Written instruction 1: In the Kenya blog post, where had the writer met Fred a.k.a. Deborah the previous Wednesday?
Written instruction 2: Write out the Kenya blog post word for word, from "But during my" up to and including "back through time.".

Selected text:
+ + + + +
Saturday, October 24, 2009

A Linear Life? My One Full Circle.

Many of us have a linear perception of time/life. It is only logical; years pass, one after another. We celebrate our 1st birthday, 5th, 10th, 21st and so on... Every second ticks by, and there is no slowing down, stopping it or rewinding.

But during my time spent in Kenya, some incidences bring me back in time, as if challenging this linear concept of time. Surely, Kenya has brought me back in time, to my childhood, but today, there was another [surreal/unbelievable] event, that left me feel as if I kinda travel back through time.

I was back at the Kenya Cinema again; the place where I had met Fred a.k.a. Deborah last Wednesday. Like the last time, I spoke with a Kenyan on the phone, describing what I was wearing, and waited for him to show up. IT was a different ending though. Last time, I left storming and frowning, but this time, I went home smiling...
+ + + + +
Data lines:
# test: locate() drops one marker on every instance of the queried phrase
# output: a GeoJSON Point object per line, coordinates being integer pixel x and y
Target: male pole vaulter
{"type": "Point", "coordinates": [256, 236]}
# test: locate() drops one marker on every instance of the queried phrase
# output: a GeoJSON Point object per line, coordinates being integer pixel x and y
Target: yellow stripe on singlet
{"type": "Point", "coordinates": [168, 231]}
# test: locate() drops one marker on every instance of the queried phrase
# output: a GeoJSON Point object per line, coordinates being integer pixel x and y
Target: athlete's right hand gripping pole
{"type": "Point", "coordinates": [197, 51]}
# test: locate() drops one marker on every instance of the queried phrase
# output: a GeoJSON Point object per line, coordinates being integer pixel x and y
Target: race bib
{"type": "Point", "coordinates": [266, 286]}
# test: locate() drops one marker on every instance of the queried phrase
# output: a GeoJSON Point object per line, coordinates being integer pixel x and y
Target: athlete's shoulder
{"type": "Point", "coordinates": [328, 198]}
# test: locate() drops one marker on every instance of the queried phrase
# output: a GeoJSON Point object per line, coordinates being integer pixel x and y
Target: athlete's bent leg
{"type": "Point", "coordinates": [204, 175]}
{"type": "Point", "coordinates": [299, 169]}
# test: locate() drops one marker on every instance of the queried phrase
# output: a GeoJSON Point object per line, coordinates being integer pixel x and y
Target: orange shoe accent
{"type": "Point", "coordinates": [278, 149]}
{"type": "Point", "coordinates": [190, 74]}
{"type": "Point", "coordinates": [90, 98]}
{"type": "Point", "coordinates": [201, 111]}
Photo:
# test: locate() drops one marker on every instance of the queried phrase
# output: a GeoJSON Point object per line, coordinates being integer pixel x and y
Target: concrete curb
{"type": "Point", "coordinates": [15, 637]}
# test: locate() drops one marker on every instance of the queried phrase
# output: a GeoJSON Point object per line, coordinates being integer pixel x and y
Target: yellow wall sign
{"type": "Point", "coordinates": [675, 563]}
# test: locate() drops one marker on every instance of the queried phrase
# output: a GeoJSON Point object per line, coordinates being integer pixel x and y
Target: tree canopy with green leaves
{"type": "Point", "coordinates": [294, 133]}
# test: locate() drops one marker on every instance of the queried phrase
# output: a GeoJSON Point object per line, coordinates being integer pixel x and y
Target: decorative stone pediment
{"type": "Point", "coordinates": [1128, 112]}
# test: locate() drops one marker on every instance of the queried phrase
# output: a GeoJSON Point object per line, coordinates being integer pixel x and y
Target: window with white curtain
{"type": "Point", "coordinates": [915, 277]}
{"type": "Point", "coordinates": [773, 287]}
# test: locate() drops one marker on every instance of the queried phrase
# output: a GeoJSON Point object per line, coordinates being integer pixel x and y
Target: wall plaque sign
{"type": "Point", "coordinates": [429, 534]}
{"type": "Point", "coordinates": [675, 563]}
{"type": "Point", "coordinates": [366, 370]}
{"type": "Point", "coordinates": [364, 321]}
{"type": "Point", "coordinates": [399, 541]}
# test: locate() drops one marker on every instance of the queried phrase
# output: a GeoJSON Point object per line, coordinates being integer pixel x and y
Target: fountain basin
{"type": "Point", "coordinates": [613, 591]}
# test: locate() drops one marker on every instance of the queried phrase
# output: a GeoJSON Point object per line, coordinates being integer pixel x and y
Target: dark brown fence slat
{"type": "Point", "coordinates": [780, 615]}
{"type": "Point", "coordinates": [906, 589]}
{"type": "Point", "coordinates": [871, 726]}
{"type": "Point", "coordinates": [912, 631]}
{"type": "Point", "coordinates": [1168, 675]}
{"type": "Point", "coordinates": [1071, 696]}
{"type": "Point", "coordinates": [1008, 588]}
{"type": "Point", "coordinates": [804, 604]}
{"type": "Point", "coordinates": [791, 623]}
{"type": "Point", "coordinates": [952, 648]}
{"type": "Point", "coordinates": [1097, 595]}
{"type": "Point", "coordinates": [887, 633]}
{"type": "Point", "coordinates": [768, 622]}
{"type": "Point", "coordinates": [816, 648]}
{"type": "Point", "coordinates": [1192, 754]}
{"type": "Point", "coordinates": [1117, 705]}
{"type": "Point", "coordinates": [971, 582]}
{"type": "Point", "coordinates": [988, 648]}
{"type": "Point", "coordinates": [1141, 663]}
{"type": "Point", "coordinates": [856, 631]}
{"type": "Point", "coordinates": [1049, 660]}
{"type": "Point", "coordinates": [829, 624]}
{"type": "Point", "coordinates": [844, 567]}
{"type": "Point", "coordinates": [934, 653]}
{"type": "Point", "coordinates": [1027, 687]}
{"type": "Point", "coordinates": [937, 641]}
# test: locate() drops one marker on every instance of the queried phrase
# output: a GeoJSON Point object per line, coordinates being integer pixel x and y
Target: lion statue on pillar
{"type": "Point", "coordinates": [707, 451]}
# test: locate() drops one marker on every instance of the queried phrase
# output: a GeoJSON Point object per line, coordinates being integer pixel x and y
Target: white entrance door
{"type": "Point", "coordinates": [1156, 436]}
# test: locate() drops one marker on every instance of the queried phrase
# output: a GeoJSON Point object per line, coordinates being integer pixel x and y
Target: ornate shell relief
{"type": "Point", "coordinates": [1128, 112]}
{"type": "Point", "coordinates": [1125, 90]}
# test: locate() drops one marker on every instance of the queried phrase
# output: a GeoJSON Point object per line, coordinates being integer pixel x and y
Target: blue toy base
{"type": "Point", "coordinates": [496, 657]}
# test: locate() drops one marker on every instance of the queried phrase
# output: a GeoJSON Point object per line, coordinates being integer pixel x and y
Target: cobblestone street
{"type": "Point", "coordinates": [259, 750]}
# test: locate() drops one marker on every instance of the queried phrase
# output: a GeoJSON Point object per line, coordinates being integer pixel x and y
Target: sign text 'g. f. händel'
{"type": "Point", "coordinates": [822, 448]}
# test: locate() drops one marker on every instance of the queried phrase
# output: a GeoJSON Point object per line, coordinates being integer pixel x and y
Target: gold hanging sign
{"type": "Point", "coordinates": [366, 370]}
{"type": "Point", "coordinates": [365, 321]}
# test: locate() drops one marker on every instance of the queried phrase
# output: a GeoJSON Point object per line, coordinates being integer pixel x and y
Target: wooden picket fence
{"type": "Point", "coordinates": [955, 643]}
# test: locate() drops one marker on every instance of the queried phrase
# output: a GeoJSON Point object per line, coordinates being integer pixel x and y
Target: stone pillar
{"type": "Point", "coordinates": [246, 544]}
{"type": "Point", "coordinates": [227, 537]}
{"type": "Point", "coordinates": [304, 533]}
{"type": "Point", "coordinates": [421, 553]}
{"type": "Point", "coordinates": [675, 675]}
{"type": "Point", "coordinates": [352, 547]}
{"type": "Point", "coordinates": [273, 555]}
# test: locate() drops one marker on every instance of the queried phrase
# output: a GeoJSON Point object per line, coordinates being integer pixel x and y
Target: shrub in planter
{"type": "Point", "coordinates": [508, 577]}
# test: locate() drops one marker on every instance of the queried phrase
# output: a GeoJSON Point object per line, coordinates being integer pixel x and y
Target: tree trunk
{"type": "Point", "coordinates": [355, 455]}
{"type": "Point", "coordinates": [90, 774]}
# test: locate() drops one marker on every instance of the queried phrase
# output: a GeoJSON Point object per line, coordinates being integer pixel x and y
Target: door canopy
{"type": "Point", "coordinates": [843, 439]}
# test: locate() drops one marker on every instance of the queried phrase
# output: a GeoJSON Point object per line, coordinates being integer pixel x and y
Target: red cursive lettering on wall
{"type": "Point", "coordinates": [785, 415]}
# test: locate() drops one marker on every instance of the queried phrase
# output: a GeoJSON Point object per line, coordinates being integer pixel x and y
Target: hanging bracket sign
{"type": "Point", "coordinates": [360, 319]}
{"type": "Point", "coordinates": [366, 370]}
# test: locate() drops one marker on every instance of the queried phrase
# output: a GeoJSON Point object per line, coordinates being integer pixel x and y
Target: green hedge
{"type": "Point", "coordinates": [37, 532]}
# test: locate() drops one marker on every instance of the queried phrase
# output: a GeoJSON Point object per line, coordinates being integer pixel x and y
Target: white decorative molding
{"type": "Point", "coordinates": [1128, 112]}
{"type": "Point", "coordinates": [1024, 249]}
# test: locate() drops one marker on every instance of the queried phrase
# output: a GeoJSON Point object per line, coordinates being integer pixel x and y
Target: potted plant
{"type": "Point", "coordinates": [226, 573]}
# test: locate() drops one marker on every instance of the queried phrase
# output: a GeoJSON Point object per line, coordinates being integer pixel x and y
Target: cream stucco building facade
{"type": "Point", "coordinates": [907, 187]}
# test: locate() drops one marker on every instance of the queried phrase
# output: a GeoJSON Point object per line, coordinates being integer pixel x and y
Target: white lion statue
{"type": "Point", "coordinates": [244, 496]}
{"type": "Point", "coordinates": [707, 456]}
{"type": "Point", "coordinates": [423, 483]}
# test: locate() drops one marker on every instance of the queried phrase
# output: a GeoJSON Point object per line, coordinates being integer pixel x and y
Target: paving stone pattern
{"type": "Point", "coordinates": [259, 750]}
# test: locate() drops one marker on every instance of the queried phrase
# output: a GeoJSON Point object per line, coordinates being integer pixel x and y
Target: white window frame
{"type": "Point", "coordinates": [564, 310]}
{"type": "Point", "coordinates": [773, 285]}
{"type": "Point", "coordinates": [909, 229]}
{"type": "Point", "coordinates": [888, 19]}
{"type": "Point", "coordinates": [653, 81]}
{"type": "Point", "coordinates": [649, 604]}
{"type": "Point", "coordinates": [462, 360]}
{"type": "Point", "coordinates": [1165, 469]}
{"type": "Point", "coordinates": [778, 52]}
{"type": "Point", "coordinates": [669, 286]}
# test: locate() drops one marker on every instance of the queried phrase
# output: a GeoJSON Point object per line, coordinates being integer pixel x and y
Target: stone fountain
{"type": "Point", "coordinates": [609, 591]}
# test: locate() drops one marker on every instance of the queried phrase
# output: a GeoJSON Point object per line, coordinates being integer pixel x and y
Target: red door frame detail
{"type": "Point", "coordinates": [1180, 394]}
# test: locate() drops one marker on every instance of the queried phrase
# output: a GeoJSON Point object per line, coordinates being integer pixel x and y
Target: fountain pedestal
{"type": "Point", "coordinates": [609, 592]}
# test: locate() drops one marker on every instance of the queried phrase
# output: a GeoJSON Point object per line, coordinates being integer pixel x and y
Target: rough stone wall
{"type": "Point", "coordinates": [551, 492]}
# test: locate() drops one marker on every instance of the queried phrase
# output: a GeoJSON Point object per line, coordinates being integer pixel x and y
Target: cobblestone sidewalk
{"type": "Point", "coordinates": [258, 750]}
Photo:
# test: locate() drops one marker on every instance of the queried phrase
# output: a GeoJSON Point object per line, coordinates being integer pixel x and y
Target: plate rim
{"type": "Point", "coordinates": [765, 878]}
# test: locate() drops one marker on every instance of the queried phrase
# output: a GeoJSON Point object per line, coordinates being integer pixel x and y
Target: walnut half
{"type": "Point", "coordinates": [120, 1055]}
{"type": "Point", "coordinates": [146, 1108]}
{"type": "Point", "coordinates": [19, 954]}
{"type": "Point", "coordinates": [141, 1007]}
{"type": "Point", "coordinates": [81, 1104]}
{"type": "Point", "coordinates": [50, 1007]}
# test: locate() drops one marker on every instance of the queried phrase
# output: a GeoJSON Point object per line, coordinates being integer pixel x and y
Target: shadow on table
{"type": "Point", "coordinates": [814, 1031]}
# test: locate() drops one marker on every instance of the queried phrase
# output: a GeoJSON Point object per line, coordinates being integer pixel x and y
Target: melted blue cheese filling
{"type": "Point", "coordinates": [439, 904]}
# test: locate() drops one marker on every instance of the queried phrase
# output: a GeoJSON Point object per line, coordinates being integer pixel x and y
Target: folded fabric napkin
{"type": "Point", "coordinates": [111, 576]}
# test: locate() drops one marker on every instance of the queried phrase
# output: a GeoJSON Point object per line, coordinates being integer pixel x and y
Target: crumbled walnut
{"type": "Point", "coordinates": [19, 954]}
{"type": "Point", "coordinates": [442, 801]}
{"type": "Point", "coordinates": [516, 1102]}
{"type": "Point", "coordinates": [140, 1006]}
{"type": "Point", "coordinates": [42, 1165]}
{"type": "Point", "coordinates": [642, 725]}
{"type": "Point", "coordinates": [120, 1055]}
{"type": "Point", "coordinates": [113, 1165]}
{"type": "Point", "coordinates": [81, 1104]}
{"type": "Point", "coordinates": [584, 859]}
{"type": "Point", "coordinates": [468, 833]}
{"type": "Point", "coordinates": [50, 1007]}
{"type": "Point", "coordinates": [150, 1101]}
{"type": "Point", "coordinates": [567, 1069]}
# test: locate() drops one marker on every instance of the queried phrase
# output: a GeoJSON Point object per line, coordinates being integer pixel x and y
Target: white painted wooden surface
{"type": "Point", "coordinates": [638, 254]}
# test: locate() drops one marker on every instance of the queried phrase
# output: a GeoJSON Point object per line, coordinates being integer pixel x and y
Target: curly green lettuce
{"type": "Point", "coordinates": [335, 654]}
+ + + + +
Task answer 1: At the Kenya Cinema.

Task answer 2:
But during my time spent in Kenya, some incidences bring me back in time, as if challenging this linear concept of time. Surely, Kenya has brought me back in time, to my childhood, but today, there was another [surreal/unbelievable] event, that left me feel as if I kinda travel back through time.